* EXERCISE DESCRIPTION *
Go through the entries below and write each one out exactly.

* RECORDS FOR THIS TASK *
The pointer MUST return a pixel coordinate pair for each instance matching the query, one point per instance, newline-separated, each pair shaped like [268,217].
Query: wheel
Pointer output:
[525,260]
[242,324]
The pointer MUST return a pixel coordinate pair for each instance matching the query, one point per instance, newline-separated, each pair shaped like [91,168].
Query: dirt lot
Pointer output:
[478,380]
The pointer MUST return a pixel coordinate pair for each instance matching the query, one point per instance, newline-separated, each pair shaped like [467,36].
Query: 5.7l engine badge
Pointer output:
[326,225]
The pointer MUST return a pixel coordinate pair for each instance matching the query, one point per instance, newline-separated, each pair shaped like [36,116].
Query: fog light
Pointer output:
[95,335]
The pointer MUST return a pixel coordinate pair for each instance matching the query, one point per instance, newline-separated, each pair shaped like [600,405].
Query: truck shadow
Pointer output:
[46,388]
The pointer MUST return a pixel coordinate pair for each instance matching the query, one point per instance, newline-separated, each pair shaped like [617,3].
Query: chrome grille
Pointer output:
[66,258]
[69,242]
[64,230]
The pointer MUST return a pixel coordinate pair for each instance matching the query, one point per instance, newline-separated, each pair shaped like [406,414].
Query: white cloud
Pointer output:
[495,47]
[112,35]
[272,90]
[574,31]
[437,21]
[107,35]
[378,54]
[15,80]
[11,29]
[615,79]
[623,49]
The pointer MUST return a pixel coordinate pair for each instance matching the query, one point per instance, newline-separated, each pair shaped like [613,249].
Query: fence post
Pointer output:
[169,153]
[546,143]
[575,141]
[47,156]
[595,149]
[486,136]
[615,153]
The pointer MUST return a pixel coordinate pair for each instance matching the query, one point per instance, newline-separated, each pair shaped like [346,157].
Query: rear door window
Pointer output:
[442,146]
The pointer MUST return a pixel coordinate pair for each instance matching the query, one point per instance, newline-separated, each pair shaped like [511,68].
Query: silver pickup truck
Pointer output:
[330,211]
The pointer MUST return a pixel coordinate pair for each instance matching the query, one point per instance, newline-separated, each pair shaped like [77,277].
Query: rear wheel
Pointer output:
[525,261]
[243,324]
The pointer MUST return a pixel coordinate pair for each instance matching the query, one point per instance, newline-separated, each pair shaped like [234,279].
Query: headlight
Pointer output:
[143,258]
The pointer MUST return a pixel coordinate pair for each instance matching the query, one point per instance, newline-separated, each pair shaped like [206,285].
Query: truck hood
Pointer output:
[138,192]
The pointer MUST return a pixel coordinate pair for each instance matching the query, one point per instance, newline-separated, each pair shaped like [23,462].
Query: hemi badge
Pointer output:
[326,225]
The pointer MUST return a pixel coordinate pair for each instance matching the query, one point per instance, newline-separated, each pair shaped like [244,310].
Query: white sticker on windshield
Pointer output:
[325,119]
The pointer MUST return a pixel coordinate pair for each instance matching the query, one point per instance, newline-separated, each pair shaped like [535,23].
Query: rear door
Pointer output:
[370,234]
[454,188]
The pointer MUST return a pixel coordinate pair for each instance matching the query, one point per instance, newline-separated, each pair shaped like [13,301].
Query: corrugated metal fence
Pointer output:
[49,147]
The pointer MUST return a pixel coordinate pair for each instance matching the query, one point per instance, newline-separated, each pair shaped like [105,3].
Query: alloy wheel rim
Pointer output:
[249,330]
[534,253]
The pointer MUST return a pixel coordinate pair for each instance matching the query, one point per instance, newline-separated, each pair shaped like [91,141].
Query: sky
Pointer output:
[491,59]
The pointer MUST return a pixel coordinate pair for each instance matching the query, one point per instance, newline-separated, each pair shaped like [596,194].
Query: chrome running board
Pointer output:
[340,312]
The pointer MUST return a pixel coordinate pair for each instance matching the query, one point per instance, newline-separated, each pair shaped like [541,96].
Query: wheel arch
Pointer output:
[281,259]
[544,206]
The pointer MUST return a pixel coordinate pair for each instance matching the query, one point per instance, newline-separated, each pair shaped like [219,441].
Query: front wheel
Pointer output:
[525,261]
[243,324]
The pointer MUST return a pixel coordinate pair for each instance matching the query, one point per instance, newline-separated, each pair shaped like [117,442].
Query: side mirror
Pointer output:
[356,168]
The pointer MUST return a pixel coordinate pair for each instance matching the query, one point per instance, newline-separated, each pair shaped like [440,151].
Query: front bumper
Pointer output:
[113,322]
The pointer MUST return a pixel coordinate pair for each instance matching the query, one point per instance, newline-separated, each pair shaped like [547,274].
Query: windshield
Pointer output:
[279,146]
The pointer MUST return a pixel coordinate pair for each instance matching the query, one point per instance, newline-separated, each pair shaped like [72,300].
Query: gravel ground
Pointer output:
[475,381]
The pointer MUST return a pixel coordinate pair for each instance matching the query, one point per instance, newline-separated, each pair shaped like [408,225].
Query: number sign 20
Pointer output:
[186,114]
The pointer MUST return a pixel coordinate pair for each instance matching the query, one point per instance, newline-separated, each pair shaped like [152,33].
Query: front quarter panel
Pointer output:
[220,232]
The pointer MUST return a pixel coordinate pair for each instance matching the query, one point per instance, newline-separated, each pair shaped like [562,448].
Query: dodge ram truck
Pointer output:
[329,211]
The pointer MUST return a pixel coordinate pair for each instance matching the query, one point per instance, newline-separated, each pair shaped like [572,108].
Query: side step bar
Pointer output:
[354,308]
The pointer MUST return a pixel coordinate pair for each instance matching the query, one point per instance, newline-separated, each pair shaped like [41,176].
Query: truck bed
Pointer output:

* WRITTEN REPLY *
The pointer MUST return a pixel coordinate pair for each instance matching the query, one point per instance, newline-separated, each pair shaped like [268,217].
Query: wheel
Pointer output:
[525,260]
[242,324]
The pointer MUST return a pixel coordinate pair for each instance matching the query, one point per instance, newline-separated, each pair shaped like [91,168].
Query: dirt lot
Pointer output:
[478,380]
The pointer MUST return a pixel coordinate pair for each instance matching the query, one point per instance, newline-separated, each pair shaped like [467,36].
Query: 5.7l engine badge
Pointer output:
[326,225]
The pointer MUST return a pixel coordinate pair for each instance matching the query, one point per instance, newline-separated, each pair shaped like [36,116].
Query: fog light
Pointer output:
[95,335]
The pointer MUST return a pixel coordinate pair for each instance matching the query, one point per instance, newline-separated, each pair shaped like [600,405].
Query: truck shadow
Pointer output:
[46,388]
The pointer MUST return a pixel coordinate pair for each instance matching the query, one point per instance, newline-separated, each pair shaped like [617,3].
Query: chrome grille
Pointer output:
[66,258]
[69,242]
[64,230]
The pointer MUST return a pixel coordinate pair for each instance matching the query, one point per instance, newline-separated, each pair shaped like [406,414].
Query: white cloud
Pointer output:
[495,47]
[112,35]
[272,90]
[574,31]
[437,21]
[107,35]
[378,54]
[15,80]
[11,29]
[615,79]
[623,49]
The pointer MUST return a pixel coordinate pair for each instance matching the query, one point per instance, newline-separated, each pair shaped like [613,249].
Query: fence post
Pointer output:
[169,153]
[546,143]
[575,141]
[47,156]
[595,149]
[486,136]
[615,153]
The pointer MUST return a pixel coordinate pair for each instance matching the query, one point per instance, newline-separated, each pair shaped like [346,157].
Query: rear door window
Pointer output:
[442,146]
The pointer MUST return a pixel coordinate pair for each instance matching the query, one point per instance, newline-separated, each pair shaped like [511,68].
Query: silver pickup truck
Pointer output:
[330,211]
The pointer MUST return a pixel coordinate pair for each instance matching the query, one point per instance, newline-separated, each pair shaped like [77,277].
Query: rear wheel
Pointer output:
[525,261]
[243,324]
The pointer MUST return a pixel coordinate pair for each instance matching the query, one point per instance, newline-separated, each pair shaped like [234,279].
Query: headlight
Pointer output:
[143,258]
The pointer MUST return a pixel coordinate pair for each instance matching the query, one point per instance, newline-separated, each pair shaped like [206,285].
Query: truck hood
Pointer output:
[138,192]
The pointer MUST return a pixel coordinate pair for each instance matching the query, one point per instance, newline-separated, each pair shaped like [23,462].
Query: hemi badge
Pointer output:
[326,225]
The pointer MUST return a pixel coordinate pair for each instance matching the query, one point per instance, newline-separated, each pair shaped like [244,310].
Query: white sticker on windshield
Pointer output:
[325,119]
The pointer MUST return a pixel coordinate pair for each instance matching the query, one point per instance, newline-separated, each pair shaped like [535,23].
Query: rear door
Pointer output:
[370,234]
[454,188]
The pointer MUST return a pixel coordinate pair for each instance matching the query, one point per instance, newline-separated, each pair shaped like [13,301].
Query: corrugated metal fence
Pointer output:
[49,147]
The pointer MUST return a pixel coordinate pair for each instance matching the query, one point per instance, newline-separated, each pair shaped like [105,3].
Query: alloy wheel rim
Pointer output:
[249,330]
[534,253]
The pointer MUST return a pixel coordinate pair for each instance matching the query, one point per instance, newline-separated, each pair shaped like [91,141].
Query: sky
Pointer output:
[491,59]
The pointer MUST return a pixel coordinate pair for each instance matching the query, one point per instance, newline-separated, each pair shaped like [596,194].
Query: chrome running board
Pointer output:
[340,312]
The pointer MUST return a pixel coordinate pair for each instance matching the query, one point per instance, newline-separated, each pair shaped like [541,96].
Query: wheel arch
Pointer output:
[281,259]
[544,206]
The pointer MUST return a pixel coordinate pair for each instance matching the query, one point per instance, newline-separated, each pair shaped like [219,441].
Query: front wheel
Pointer output:
[525,261]
[243,324]
The pointer MUST return a pixel coordinate pair for each instance matching the query, one point per instance, newline-separated, each pair shaped like [117,442].
Query: side mirror
Pointer output:
[356,168]
The pointer MUST return a pixel coordinate pair for each instance matching the query, one point per instance, newline-separated, each pair shaped like [440,151].
Query: front bumper
Pointer output:
[113,322]
The pointer MUST return a pixel coordinate pair for each instance matching the query, one point per instance, newline-separated, each pair shaped like [547,274].
Query: windshield
Pointer output:
[279,146]
The pointer MUST return a pixel coordinate pair for each instance matching the query, one point per instance, newline-separated, each pair shaped like [72,300].
Query: gravel ground
Pointer output:
[475,381]
The pointer MUST return a pixel coordinate pair for each instance matching the query, one point per instance, newline-separated, each pair shaped like [408,225].
Query: number sign 20
Pointer output:
[186,114]
The pointer MUST return a pixel coordinate pair for each instance matching the query, one point per instance, newline-separated, each pair shaped like [152,33].
Query: front quarter panel
Pointer output:
[220,232]
The pointer MUST return a pixel coordinate pair for each instance matching the query, one point per instance, newline-separated, each pair shaped like [562,448].
Query: dodge ram truck
Pointer output:
[329,211]
The pointer MUST return a pixel coordinate pair for each instance matching the query, one point per instance, newline-separated, each pair shaped like [572,108].
Query: side step bar
Pointer output:
[354,308]
The pointer MUST return a pixel coordinate pair for each instance matching the query, one point per instance, newline-separated, each pair shaped like [41,176].
Query: truck bed
Pointer output:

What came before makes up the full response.